── Record extracts ──

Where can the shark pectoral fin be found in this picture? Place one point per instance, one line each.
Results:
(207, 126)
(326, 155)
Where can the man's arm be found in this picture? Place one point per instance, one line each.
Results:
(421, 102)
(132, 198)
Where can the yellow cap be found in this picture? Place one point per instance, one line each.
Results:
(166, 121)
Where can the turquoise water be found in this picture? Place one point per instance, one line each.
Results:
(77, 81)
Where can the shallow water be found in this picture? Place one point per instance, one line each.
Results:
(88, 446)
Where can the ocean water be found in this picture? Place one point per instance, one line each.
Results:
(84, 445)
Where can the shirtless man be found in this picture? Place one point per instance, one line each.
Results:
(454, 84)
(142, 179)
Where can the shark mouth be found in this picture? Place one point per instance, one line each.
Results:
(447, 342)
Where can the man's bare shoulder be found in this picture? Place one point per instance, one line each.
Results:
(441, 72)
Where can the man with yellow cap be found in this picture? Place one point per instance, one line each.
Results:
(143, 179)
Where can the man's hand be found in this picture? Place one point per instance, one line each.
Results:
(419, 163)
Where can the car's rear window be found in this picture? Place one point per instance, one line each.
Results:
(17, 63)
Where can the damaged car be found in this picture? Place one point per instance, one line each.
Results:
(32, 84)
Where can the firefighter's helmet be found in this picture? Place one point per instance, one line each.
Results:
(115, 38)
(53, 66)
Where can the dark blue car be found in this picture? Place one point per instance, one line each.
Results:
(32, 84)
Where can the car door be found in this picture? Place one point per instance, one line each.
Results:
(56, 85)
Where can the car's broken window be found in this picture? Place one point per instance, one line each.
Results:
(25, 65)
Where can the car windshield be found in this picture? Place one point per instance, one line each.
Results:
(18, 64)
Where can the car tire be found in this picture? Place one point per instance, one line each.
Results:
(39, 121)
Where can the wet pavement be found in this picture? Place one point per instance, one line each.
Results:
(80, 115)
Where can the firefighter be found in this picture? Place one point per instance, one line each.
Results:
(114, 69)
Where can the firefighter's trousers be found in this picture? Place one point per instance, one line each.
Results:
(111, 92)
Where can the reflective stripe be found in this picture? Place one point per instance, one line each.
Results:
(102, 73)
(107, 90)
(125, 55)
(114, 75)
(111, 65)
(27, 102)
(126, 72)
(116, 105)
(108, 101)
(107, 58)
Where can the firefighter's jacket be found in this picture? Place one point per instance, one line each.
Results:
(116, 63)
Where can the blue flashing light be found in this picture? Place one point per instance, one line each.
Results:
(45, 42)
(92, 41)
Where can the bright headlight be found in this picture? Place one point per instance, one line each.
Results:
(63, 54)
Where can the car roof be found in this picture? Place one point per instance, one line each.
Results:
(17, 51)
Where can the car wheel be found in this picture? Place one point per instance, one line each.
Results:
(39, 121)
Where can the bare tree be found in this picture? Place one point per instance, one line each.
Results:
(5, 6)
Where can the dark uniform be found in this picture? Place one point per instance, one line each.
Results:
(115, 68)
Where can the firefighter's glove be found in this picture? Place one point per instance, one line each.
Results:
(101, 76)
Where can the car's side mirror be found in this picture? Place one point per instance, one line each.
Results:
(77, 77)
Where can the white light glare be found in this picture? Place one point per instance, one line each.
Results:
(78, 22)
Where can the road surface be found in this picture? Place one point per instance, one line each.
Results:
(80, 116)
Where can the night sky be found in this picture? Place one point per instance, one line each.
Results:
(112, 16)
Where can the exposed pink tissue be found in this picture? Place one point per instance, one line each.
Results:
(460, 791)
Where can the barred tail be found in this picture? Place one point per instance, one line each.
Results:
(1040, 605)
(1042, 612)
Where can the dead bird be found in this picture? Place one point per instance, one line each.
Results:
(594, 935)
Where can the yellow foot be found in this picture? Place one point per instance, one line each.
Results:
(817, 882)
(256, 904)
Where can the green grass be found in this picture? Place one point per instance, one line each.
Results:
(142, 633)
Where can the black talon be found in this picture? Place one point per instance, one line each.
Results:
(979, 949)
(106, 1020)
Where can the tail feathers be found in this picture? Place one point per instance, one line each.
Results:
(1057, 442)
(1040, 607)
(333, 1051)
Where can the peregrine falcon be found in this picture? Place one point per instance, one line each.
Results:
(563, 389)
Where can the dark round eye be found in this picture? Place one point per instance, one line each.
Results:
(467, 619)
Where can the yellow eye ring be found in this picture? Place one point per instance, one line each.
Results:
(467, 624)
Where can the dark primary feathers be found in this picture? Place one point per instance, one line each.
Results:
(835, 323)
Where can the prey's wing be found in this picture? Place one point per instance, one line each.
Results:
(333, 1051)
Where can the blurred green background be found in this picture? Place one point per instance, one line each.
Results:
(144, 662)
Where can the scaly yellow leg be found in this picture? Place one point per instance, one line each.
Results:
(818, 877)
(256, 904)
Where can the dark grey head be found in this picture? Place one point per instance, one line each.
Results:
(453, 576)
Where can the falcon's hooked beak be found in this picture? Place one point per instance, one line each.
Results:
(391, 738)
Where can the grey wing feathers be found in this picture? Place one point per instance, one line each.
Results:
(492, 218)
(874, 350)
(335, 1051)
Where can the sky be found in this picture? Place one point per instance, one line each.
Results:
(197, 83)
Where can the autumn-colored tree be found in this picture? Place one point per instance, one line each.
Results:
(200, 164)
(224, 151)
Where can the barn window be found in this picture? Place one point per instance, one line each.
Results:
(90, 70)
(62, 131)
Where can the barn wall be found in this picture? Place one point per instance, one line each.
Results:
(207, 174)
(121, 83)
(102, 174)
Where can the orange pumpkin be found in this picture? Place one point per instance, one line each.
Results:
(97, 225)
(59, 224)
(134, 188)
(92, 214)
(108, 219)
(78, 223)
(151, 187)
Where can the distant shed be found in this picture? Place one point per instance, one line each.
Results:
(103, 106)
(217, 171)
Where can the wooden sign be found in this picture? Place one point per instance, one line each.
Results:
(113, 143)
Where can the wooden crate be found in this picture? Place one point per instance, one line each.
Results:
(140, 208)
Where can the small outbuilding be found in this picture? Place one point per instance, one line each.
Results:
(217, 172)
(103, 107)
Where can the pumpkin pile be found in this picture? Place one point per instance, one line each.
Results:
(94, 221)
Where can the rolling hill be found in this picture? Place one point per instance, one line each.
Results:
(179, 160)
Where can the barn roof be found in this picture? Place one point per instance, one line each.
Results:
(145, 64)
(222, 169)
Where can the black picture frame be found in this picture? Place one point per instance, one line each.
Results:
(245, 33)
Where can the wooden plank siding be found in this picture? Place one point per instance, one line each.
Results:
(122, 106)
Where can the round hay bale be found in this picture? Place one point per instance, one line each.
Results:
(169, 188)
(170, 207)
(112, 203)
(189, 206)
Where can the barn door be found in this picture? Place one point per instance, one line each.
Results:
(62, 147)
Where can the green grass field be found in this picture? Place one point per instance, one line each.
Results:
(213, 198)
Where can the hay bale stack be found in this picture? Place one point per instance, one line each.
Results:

───

**What to work on**
Return every record in full, word for word.

**Reply**
Where can the shark pectoral fin be found in this picture? Place one point per instance, one line each.
Results:
(207, 126)
(326, 155)
Where can the man's arm be found in this picture? Place one point per instance, one line each.
Results:
(421, 102)
(132, 198)
Where can the yellow cap be found in this picture? Place one point per instance, one line each.
Results:
(166, 121)
Where can the turquoise water be found in this picture? Place one point per instance, one line each.
Results:
(77, 81)
Where can the shallow water be found in this picture? Place one point per instance, one line each.
Results:
(88, 446)
Where can the ocean water be found in this picture? Place one point per instance, one line each.
Results:
(84, 445)
Where can the shirtless man be found in this picture? Place one point per instance, one line each.
Results:
(454, 84)
(142, 179)
Where can the shark mouth be found in this picture? Place one point per instance, one line each.
Results:
(447, 342)
Where can the man's bare shoulder be found in this picture? Place one point per instance, one line each.
Results:
(441, 72)
Where can the man with yellow cap be found in this picture? Place one point per instance, one line each.
Results:
(143, 179)
Where can the man's hand be found in this picture? Place one point per instance, one line each.
Results:
(419, 163)
Where can the car's rear window be found in this picture? Place one point per instance, one line each.
Results:
(17, 63)
Where can the damaged car be found in this picture? Place one point per instance, one line each.
Results:
(32, 84)
Where can the firefighter's helmet be found in this picture? Place one point per instance, one line each.
Results:
(115, 38)
(53, 66)
Where can the dark blue car be found in this picture? Place one point per instance, one line each.
Results:
(32, 84)
Where can the car door be found in this picture? Place one point per instance, one line each.
Results:
(56, 85)
Where can the car's broken window be found in this picture? Place one point per instance, one line each.
Results:
(25, 65)
Where can the car windshield be found in this picture? Place one point per instance, one line each.
Results:
(18, 64)
Where can the car tire be found in this picture? Place one point per instance, one line each.
Results:
(39, 121)
Where can the wet pavement be found in this picture? Place one point per instance, one line each.
Results:
(80, 115)
Where can the firefighter be found in this picture? Place one point per instance, one line each.
Results:
(114, 69)
Where can the firefighter's trousers be found in this picture? Place one point per instance, one line each.
Results:
(111, 92)
Where can the reflective stripe be found in this picture? Place one point per instance, one line each.
Results:
(102, 73)
(107, 90)
(125, 55)
(114, 75)
(111, 65)
(27, 102)
(126, 72)
(116, 105)
(108, 101)
(107, 58)
Where can the firefighter's jacket be found in this picture? Place one point per instance, one line each.
Results:
(116, 63)
Where can the blue flashing light be found in this picture? Place one point per instance, one line each.
Results:
(45, 42)
(92, 41)
Where can the bright headlight be found in this picture? Place one point per instance, one line each.
Results:
(63, 54)
Where can the car roof be found in this picture? Place one point per instance, one line each.
Results:
(17, 51)
Where can the car wheel be found in this picture? Place one point per instance, one line each.
Results:
(39, 121)
Where can the bare tree be found in this picture? Place one point per instance, one line each.
Results:
(5, 6)
Where can the dark uniform be found in this picture? Place one point per instance, one line each.
Results:
(115, 68)
Where can the firefighter's glove be found in this picture? Place one point per instance, one line each.
Results:
(101, 76)
Where can the car's side mirror be found in this picture? Place one point per instance, one line each.
Results:
(77, 77)
Where can the white light glare be found in this picture? Place one point per instance, one line each.
Results:
(78, 22)
Where can the road surface be found in this picture? Place one point per instance, one line each.
Results:
(80, 116)
Where can the night sky be found in this picture? Place one point per instance, one line each.
Results:
(112, 16)
Where can the exposed pink tissue be found in this picture? Place one point per instance, one line each.
Results:
(460, 791)
Where can the barred tail be found in this picture? Place one point per instance, one line each.
Results:
(1040, 605)
(1042, 612)
Where can the dead bird be found in this picture? Place one point per instance, one line each.
Results:
(594, 935)
Where can the yellow foot be found in this picture? Place one point per instance, one line each.
Results:
(817, 882)
(256, 904)
Where can the green grass be found in this picture? Place one point per instance, one line each.
Results:
(142, 633)
Where can the black talon be found in this picture? Place one point per instance, one line each.
Results:
(979, 949)
(106, 1020)
Where can the tail feathers be found in this picture? Place one point per instance, one line each.
Results:
(1057, 442)
(1040, 607)
(333, 1051)
Where can the peregrine falcon be found in this picture? Place one point per instance, one line each.
Results:
(563, 389)
Where can the dark round eye be found in this picture? Place one point per instance, one line each.
Results:
(467, 619)
Where can the yellow eye ring be found in this picture? Place one point per instance, one line each.
Results:
(467, 624)
Where can the dark primary feathers be found in this picture? Place one point per instance, one line each.
Results:
(835, 323)
Where can the prey's wing be found in this picture? Place one point per instance, one line each.
Results:
(333, 1051)
Where can the blurred green background be found in this picture? Place one point per instance, one line each.
Results:
(144, 662)
Where can the scaly yellow leg be found in this picture? Place one point per instance, one line each.
Results:
(818, 877)
(256, 904)
Where can the dark grey head be found in this picture? Place one point per instance, one line each.
Results:
(453, 576)
Where can the falcon's hooked beak be found in this picture? Place one point per instance, one line each.
Results:
(391, 738)
Where can the grey wing feathers be found in this picture? Place one point per instance, one line each.
Results:
(492, 218)
(874, 350)
(335, 1051)
Where can the sky be found in this picture? Place one point per instance, one line each.
Results:
(197, 83)
Where can the autumn-colored tree be found in this picture? Place one point per instance, one line each.
Results:
(200, 164)
(224, 151)
Where can the barn window be found in this picture? Place one point per instance, one line each.
Results:
(90, 70)
(62, 131)
Where can the barn wall be found in this picture? Place one point per instance, one line each.
Results:
(207, 174)
(121, 83)
(102, 174)
Where can the orange pumpkin be found in this picture? Place one point per instance, one line each.
Results:
(97, 225)
(59, 224)
(134, 188)
(92, 214)
(108, 219)
(78, 223)
(151, 187)
Where can the distant shed be found in this picture? Place one point per instance, one line each.
Results:
(103, 106)
(217, 171)
Where can the wooden sign be found in this picture? Place one point per instance, one line each.
Results:
(113, 143)
Where can the wooden crate be found in this picture? Place one point per instance, one line each.
Results:
(140, 208)
Where can the small outbuilding be found in this picture? Place one point per instance, one line each.
Results:
(217, 172)
(103, 107)
Where can the pumpkin pile be found in this picture? Place one point per instance, one line each.
Results:
(94, 221)
Where can the rolling hill be found in this picture? Place one point per instance, one line each.
Results:
(179, 160)
Where can the barn roof be found in this picture? Place one point per instance, one line each.
Results:
(145, 64)
(222, 169)
Where can the black picture frame be found in this picture? Place one point per instance, one line each.
Results:
(245, 33)
Where can the wooden plank siding be found in this picture? Place one point per instance, one line each.
Results:
(122, 106)
Where can the round hay bale be found in this picture? Place one point per instance, one line each.
Results:
(169, 188)
(170, 207)
(112, 203)
(189, 206)
Where can the barn door be found in this picture? Place one point per instance, one line each.
Results:
(62, 147)
Where can the green grass field be found in this picture? Place one point per instance, one line each.
Results:
(213, 198)
Where can the hay bale stack be found in this picture? Place one point per instance, one line each.
Results:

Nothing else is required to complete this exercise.